## TO BE DONE
Render the records below as a JSON list of strings, one string for each line, leaving out any blank lines.

(Records from a point labeling set)
+ + + + +

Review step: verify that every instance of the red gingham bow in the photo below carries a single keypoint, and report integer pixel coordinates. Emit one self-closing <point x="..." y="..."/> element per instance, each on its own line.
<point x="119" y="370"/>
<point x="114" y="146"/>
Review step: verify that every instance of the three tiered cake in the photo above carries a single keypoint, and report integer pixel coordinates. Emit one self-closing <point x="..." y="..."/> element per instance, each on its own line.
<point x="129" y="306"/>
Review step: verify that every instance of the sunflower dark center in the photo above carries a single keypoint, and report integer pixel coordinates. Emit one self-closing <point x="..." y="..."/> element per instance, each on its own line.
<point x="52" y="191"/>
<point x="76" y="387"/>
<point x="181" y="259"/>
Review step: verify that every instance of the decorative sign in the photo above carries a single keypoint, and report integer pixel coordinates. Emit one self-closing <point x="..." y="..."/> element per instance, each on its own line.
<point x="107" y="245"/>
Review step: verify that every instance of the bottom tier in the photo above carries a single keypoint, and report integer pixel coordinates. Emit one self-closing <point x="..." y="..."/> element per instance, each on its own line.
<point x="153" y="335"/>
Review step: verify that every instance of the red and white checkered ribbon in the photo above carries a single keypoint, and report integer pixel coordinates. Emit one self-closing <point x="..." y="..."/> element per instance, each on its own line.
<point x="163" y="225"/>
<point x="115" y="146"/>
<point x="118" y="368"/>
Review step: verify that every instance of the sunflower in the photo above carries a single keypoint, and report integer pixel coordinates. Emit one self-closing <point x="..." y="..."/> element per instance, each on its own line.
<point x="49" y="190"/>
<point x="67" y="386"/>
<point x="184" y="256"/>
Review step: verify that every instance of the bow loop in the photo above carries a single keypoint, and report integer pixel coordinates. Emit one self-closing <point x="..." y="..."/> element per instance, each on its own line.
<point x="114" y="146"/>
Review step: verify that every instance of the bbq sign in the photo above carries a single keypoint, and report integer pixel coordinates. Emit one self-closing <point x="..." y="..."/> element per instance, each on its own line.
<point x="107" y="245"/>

+ + + + +

## PROBLEM SOLUTION
[
  "Review step: verify that every instance of the red gingham bow in the photo below carries a single keypoint, and report integer pixel coordinates. Emit one self-closing <point x=\"...\" y=\"...\"/> element per instance, each on its own line.",
  "<point x=\"119\" y=\"370\"/>",
  "<point x=\"114\" y=\"146\"/>",
  "Review step: verify that every instance of the three tiered cake in the photo above carries a single keypoint, and report integer pixel coordinates. Emit one self-closing <point x=\"...\" y=\"...\"/> element per instance, each on its own line.",
  "<point x=\"129\" y=\"306\"/>",
  "Review step: verify that every instance of the sunflower dark center in the photo above carries a single keypoint, and report integer pixel coordinates. Emit one self-closing <point x=\"...\" y=\"...\"/> element per instance, each on its own line.",
  "<point x=\"52\" y=\"191\"/>",
  "<point x=\"76\" y=\"387\"/>",
  "<point x=\"181\" y=\"259\"/>",
  "Review step: verify that every instance of the decorative sign in the photo above carries a single keypoint, and report integer pixel coordinates. Emit one self-closing <point x=\"...\" y=\"...\"/> element per instance, each on its own line.",
  "<point x=\"107\" y=\"245\"/>",
  "Review step: verify that every instance of the bottom tier in the photo above carries a single keypoint, and report integer pixel coordinates. Emit one self-closing <point x=\"...\" y=\"...\"/> element per instance, each on its own line.",
  "<point x=\"153\" y=\"335\"/>",
  "Review step: verify that every instance of the red and white checkered ribbon in the photo above carries a single keypoint, and report integer pixel coordinates. Emit one self-closing <point x=\"...\" y=\"...\"/> element per instance, each on its own line.",
  "<point x=\"163\" y=\"225\"/>",
  "<point x=\"115\" y=\"146\"/>",
  "<point x=\"118\" y=\"368\"/>",
  "Review step: verify that every instance of the sunflower in the photo above carries a single keypoint, and report integer pixel coordinates. Emit one self-closing <point x=\"...\" y=\"...\"/> element per instance, each on its own line.",
  "<point x=\"49\" y=\"190\"/>",
  "<point x=\"67\" y=\"386\"/>",
  "<point x=\"184\" y=\"256\"/>",
  "Review step: verify that every instance of the bow loop in the photo above carries a single keypoint, and report integer pixel coordinates. Emit one self-closing <point x=\"...\" y=\"...\"/> element per instance, each on its own line.",
  "<point x=\"114\" y=\"146\"/>",
  "Review step: verify that every instance of the bbq sign in the photo above carries a single keypoint, and report integer pixel coordinates. Emit one self-closing <point x=\"...\" y=\"...\"/> element per instance, each on its own line.",
  "<point x=\"107\" y=\"245\"/>"
]